• **Provided data**:
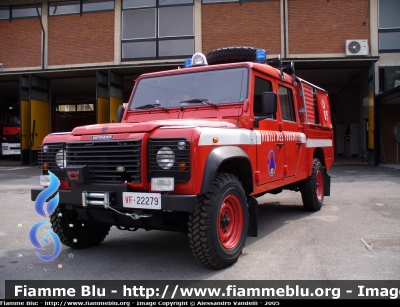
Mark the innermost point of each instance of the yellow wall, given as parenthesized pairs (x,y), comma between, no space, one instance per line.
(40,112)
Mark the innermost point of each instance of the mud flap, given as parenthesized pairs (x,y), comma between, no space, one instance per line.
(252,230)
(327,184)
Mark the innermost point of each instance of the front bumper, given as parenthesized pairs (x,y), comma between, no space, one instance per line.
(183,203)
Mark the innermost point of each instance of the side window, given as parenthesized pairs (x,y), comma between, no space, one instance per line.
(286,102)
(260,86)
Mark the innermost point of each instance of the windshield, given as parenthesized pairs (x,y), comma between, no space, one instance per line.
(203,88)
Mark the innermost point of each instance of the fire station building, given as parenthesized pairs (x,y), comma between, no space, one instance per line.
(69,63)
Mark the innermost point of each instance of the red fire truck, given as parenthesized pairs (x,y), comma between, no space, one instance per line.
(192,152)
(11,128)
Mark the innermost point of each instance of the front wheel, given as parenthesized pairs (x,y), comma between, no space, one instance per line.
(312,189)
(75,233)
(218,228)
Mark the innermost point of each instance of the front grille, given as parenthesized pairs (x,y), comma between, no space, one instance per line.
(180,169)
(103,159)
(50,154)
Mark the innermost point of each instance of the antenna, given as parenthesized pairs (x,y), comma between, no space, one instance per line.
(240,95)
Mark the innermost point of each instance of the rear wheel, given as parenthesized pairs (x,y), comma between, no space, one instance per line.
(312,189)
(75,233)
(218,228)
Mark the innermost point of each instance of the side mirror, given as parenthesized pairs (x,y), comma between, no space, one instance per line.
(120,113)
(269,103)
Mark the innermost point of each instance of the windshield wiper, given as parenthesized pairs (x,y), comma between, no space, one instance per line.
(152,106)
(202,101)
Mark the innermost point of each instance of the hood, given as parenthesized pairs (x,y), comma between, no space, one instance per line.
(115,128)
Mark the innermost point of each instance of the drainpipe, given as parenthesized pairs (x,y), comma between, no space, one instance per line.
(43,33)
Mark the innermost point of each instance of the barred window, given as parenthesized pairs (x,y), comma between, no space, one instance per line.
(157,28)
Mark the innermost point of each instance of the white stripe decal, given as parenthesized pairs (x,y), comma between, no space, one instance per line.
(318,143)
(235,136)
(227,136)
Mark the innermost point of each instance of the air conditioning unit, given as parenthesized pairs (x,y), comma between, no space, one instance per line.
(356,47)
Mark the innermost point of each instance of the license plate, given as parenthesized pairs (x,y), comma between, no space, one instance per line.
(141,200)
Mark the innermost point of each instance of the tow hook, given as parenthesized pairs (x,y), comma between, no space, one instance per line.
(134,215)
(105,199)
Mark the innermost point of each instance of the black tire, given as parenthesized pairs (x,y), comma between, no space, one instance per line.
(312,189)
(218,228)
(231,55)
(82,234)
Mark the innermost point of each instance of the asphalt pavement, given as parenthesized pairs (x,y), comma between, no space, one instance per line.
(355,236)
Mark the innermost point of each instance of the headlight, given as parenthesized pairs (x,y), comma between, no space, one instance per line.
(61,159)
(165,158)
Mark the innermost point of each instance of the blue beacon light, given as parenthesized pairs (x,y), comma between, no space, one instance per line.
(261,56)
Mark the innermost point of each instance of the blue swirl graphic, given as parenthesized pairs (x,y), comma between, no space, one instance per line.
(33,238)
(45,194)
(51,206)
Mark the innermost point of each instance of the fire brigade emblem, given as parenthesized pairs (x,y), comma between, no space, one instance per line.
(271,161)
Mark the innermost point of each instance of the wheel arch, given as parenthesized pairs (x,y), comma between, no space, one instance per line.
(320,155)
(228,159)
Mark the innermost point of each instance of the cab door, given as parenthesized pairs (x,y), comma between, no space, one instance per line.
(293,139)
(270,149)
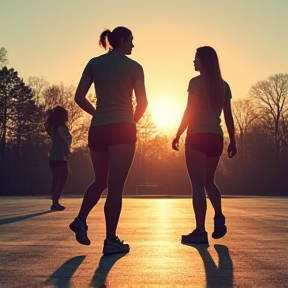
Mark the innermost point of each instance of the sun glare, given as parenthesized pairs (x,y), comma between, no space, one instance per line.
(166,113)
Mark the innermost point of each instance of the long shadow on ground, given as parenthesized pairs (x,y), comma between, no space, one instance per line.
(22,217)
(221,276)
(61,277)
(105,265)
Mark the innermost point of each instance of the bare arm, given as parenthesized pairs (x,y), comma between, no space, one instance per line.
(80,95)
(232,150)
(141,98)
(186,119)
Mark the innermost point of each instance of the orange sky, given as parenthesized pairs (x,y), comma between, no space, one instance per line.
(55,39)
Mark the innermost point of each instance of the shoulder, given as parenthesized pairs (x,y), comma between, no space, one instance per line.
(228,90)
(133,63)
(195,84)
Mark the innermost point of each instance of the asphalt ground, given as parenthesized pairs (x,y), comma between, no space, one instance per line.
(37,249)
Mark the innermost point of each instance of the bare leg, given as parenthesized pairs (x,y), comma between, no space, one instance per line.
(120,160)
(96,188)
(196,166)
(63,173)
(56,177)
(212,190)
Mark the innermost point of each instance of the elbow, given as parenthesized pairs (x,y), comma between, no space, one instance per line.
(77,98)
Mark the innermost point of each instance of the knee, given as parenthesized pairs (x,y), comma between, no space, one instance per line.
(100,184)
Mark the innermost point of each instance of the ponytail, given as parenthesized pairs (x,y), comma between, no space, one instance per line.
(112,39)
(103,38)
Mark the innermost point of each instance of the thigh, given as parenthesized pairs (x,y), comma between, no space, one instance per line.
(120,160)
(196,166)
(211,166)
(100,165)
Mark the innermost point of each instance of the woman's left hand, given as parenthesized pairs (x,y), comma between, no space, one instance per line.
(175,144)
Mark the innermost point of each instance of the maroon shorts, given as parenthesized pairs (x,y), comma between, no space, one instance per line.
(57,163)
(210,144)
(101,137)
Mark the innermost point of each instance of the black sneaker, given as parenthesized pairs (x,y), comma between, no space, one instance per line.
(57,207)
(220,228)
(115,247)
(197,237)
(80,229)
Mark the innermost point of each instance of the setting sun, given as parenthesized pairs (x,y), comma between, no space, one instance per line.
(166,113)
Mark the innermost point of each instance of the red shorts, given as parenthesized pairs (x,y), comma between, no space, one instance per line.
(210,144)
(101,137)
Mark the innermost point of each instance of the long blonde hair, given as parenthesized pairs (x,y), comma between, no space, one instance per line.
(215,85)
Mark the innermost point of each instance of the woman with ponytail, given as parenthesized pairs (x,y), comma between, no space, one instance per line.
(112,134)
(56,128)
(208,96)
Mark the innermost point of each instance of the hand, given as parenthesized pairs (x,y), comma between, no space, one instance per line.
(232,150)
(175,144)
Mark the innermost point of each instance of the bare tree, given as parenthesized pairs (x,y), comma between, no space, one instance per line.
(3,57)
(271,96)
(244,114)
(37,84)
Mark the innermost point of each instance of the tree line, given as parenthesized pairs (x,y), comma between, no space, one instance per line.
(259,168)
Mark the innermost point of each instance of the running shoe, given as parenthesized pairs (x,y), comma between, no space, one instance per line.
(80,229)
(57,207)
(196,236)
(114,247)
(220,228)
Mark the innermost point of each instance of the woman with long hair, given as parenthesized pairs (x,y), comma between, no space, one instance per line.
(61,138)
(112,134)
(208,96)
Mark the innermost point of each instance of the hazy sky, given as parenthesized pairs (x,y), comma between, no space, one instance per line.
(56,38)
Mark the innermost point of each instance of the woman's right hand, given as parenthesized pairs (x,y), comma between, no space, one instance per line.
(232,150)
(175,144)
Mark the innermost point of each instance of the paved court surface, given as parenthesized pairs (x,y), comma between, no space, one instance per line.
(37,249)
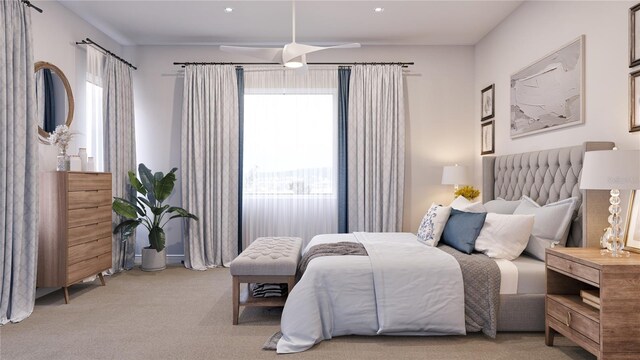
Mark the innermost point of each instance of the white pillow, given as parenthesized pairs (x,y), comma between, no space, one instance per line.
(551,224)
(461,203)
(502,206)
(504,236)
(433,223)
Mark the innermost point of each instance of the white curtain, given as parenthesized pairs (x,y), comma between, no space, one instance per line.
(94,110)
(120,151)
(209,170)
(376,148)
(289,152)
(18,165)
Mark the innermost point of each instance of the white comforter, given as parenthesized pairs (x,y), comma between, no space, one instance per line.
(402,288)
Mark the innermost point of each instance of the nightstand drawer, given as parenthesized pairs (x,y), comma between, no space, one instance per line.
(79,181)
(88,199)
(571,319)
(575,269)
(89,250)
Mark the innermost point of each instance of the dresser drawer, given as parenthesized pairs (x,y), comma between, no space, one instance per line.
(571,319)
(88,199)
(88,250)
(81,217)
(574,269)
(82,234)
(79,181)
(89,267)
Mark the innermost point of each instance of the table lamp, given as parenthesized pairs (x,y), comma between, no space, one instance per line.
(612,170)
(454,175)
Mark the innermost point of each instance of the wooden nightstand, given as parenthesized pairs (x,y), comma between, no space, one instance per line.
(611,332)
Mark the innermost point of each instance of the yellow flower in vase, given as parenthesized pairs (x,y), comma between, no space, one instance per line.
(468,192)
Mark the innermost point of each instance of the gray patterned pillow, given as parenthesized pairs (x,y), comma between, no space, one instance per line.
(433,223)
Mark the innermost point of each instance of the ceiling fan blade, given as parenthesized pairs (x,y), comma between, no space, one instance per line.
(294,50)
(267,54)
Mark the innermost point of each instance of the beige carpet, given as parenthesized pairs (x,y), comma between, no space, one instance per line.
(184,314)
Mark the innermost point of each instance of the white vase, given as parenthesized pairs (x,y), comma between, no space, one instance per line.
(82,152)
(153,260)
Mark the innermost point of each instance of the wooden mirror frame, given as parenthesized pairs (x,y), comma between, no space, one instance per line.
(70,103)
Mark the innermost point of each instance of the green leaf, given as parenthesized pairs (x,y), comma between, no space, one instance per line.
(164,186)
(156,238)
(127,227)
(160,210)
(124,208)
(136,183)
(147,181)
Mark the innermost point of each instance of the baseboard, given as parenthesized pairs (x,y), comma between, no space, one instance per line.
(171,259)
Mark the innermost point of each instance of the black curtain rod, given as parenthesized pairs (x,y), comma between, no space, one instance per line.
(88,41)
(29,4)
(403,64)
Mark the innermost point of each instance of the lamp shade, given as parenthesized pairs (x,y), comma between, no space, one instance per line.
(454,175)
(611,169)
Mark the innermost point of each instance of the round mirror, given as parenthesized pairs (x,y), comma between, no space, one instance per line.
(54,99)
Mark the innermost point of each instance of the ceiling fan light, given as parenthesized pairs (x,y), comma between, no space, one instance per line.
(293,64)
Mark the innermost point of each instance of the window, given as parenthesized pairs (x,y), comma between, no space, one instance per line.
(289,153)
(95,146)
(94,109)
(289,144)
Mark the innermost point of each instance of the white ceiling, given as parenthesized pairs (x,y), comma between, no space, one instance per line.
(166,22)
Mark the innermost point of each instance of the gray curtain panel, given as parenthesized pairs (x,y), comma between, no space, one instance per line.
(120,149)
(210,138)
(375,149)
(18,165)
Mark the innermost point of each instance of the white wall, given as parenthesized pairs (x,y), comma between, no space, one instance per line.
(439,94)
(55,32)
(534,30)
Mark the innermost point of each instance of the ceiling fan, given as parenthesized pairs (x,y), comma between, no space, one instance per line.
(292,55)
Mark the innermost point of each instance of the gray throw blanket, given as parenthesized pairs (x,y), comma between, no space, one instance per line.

• **Problem statement**:
Each line from the one containing "fan light, given" to the end of the records should be echoed exactly, and no other line.

• **Result of the task**:
Mark the innermost point of each instance of the ceiling fan light, given as parenthesized pairs (x,y), comma between, no space, one instance per line.
(293,64)
Mark the innermost point of each instance of the window, given as parenthesized pairs (x,y), comma between, no space, one instance per line.
(289,153)
(95,146)
(94,109)
(289,144)
Mark the innermost point of each instance of the white ceiling, given as parenthesized pairs (x,y), comma between, no space, one instance per line.
(166,22)
Mark the innermost point of each instance of the gray curtain panel, given as parenthesized pairs (x,y), comma between, no space, one instance per line.
(120,149)
(210,138)
(375,149)
(18,165)
Mark the innermost point of each instance of the white wall, given as parenthesized pairs (x,y), comma between, no space, one instance per line.
(439,94)
(55,32)
(534,30)
Mark the innermost point of each instance of the ceiling fan, given as parenthesized pairs (x,y), comma between, no space, one instance per line.
(292,55)
Mark the innermost point of each instance of the gray throw blanket, given as parenthesized pairs (x,y), comma between, no space, one instance per line.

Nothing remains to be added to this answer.